Extracted rows:
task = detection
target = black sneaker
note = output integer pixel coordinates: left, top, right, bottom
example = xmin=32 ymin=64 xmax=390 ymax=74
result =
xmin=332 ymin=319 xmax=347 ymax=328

Problem:
Copy these rows word for word.

The answer:
task = detection
target = black sneaker
note = output integer pixel coordinates: left, top, right, bottom
example = xmin=32 ymin=64 xmax=390 ymax=74
result =
xmin=332 ymin=319 xmax=347 ymax=328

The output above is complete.